--- Request ---
Reproduce every line between the lines holding "ear and provide bounding boxes." and "[584,82,604,121]", inclusive, keeping the requests, and shift each bounding box coordinate in the answers up by 17. Give only those lines.

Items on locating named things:
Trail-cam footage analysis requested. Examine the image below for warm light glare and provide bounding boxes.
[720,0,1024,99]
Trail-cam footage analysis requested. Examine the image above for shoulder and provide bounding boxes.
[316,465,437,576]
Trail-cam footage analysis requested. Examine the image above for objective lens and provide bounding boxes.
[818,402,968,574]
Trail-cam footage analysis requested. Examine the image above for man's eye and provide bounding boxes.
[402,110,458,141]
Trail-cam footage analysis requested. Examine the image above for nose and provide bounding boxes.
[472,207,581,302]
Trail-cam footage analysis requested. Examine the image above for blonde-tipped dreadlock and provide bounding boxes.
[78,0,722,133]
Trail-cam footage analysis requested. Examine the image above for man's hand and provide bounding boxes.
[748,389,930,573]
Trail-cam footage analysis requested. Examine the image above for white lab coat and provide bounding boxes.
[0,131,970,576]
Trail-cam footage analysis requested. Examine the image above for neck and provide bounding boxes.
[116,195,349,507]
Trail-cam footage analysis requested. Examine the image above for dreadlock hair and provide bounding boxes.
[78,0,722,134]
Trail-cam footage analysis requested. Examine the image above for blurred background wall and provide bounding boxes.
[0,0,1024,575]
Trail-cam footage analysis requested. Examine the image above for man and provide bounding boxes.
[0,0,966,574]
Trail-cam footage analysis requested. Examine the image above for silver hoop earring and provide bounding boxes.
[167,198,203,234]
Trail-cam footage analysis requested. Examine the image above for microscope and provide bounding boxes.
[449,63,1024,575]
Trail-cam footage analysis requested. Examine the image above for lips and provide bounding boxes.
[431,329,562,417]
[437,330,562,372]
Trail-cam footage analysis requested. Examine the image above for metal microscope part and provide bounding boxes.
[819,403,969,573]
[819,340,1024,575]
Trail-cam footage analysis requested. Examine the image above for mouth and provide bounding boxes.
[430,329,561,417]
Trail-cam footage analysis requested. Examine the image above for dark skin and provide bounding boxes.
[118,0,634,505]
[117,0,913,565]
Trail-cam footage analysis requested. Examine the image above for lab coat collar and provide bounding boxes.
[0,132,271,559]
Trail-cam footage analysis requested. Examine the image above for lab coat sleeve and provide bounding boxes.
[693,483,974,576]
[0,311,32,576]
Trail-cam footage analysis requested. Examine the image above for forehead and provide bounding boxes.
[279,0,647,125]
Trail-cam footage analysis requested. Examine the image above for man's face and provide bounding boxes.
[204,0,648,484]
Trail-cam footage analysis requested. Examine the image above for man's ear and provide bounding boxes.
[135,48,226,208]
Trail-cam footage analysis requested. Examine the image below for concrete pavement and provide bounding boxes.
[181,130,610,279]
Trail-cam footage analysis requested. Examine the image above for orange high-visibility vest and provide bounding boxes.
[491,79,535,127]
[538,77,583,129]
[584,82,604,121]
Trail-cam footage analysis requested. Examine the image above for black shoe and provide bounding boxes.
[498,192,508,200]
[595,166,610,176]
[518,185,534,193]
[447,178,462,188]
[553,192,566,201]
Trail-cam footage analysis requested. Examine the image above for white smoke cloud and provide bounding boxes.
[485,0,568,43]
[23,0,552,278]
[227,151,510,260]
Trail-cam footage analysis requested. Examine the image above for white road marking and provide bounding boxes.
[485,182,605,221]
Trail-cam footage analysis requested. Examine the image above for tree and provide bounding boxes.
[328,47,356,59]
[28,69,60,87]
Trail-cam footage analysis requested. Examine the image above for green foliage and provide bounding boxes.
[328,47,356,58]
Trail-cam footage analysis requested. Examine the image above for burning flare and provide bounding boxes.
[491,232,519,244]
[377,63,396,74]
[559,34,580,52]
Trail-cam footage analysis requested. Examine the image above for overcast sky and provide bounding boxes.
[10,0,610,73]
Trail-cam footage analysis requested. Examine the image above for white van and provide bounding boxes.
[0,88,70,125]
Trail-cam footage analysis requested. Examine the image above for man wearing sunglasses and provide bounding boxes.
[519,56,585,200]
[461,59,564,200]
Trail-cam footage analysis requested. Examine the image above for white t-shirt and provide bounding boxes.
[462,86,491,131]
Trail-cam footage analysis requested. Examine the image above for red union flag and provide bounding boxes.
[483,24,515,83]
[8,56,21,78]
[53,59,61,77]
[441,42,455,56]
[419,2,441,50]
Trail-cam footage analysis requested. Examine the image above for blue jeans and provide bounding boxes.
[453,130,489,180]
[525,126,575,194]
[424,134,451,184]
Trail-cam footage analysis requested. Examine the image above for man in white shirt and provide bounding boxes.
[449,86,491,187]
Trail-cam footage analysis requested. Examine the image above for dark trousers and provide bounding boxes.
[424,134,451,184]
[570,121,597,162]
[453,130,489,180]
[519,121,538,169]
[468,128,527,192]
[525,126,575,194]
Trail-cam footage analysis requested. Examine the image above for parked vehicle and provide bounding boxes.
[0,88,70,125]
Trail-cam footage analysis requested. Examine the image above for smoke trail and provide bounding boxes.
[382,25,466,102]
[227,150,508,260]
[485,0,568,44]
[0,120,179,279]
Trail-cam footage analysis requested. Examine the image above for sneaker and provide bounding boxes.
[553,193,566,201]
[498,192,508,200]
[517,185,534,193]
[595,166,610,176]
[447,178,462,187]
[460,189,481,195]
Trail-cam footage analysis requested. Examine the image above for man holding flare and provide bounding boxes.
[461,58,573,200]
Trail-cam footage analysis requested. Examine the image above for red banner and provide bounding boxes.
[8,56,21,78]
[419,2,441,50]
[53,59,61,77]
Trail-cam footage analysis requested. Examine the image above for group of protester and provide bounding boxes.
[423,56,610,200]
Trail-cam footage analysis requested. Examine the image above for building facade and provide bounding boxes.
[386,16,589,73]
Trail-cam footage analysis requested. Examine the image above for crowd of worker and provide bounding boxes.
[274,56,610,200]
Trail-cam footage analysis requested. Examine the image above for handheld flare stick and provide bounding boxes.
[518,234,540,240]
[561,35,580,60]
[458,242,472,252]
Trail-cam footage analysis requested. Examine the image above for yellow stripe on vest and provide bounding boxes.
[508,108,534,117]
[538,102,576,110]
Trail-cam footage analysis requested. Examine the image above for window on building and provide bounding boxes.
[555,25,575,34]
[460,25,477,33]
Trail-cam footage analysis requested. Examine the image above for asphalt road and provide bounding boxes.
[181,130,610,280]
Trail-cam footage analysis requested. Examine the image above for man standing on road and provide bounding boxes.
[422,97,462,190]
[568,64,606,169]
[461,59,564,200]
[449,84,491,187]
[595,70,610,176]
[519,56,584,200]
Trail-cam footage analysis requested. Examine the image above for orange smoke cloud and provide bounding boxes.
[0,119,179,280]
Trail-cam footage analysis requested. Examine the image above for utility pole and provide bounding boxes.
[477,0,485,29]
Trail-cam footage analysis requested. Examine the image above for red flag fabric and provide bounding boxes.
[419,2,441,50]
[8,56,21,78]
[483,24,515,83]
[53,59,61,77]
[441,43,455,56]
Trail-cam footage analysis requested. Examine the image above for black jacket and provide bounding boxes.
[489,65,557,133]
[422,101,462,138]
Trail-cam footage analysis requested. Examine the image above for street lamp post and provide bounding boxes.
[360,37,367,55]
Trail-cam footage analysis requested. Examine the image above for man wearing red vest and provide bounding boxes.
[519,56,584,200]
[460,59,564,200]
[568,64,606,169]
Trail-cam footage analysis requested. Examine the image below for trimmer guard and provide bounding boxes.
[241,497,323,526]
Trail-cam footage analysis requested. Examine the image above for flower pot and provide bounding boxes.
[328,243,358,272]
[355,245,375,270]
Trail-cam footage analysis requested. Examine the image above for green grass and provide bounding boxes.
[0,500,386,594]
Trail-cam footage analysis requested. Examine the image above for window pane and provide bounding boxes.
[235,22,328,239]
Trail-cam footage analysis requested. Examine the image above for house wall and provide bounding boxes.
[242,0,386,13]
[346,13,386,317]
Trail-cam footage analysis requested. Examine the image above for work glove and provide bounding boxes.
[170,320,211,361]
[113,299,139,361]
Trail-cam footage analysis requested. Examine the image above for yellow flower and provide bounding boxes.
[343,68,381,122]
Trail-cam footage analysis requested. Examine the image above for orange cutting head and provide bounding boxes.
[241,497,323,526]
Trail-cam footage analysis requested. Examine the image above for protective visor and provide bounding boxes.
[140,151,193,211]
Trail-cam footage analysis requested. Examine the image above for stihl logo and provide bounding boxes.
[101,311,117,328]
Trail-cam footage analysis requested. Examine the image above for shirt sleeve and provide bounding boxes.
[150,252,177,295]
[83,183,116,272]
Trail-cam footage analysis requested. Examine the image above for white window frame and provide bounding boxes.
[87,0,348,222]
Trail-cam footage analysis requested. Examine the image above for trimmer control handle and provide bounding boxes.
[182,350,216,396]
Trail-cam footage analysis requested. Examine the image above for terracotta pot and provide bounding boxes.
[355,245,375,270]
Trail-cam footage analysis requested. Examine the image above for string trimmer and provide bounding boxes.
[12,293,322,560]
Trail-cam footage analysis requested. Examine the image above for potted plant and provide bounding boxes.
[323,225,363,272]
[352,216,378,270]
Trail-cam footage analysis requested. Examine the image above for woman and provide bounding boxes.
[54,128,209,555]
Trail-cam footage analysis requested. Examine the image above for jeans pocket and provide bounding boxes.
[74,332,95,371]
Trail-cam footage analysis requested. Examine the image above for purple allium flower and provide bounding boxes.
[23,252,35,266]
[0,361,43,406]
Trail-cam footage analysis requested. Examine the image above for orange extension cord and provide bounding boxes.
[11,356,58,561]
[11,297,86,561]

--- Response ---
Trail-cam footage analysis requested. Examine the image above for man's ear and provide bounding boxes.
[152,65,243,225]
Trail-cam footage analysis requested. Examine the image below for concrete pavement and provide bounding boxes.
[198,147,627,296]
Trail-cam footage analysis requested. Examine the image above for orange high-visibility vest and provide bounding boxes.
[508,96,552,144]
[555,94,600,146]
[601,99,621,138]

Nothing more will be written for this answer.